▸ **To be done**:
Reproduce every item below word for word, line by line, with nothing changed.

▸ **Information shown**:
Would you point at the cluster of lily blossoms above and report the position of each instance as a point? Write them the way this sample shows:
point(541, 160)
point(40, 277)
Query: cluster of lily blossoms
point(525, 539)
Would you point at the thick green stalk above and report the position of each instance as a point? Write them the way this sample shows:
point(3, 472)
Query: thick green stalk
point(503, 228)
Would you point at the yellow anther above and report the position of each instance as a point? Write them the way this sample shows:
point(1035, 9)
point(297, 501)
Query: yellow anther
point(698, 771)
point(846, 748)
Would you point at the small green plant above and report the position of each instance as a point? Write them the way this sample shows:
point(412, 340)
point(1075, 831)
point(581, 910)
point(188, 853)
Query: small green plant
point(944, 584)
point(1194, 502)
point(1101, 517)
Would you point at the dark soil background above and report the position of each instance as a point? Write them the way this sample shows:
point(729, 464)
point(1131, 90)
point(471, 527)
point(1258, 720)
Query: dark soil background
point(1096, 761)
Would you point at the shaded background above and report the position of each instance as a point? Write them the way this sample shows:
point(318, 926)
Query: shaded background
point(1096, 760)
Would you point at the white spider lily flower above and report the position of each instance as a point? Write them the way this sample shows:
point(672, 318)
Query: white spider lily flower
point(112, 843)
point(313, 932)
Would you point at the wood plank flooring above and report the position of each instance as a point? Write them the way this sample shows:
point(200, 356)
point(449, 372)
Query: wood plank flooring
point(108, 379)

▸ **Solution for this problem**:
Would you point at the cluster of lily blossoms above and report the position of each instance as a point? Write them the way this sample shows:
point(541, 160)
point(40, 277)
Query: cluster of lily blossoms
point(525, 539)
Would you point at the thick green stalk above and report the position of each instance as a point? Write them the way this sample shows:
point(3, 472)
Query: thick green stalk
point(503, 228)
Would you point at the yellow anther above and report the position of each instance as a point? Write them the way this sample shows:
point(1035, 9)
point(297, 501)
Query: yellow anther
point(698, 771)
point(846, 748)
Would you point at the small green plant above and report the position of each instance as a point? Write them the way this sample shows:
point(412, 340)
point(1075, 831)
point(581, 910)
point(188, 853)
Query: small green plant
point(944, 584)
point(1194, 502)
point(1101, 517)
Would you point at the dark soil background above and report the position of each instance as a point? Write them the way this sample shows:
point(729, 464)
point(1131, 90)
point(471, 527)
point(1258, 720)
Query: dark soil background
point(1096, 761)
Would you point at the shaded background above and report the position of each instance as a point? Write them the way this sample shows:
point(318, 926)
Query: shaded background
point(1096, 760)
Would you point at the white spider lily flower above and report the position of each instance as a point? Write them the way this sample shows:
point(672, 318)
Query: white spider lily flower
point(112, 843)
point(313, 932)
Would you point at the wood plank flooring above and report the position of each instance as a point? Write them the way this sample shows:
point(200, 356)
point(449, 372)
Query: wood plank flooring
point(108, 379)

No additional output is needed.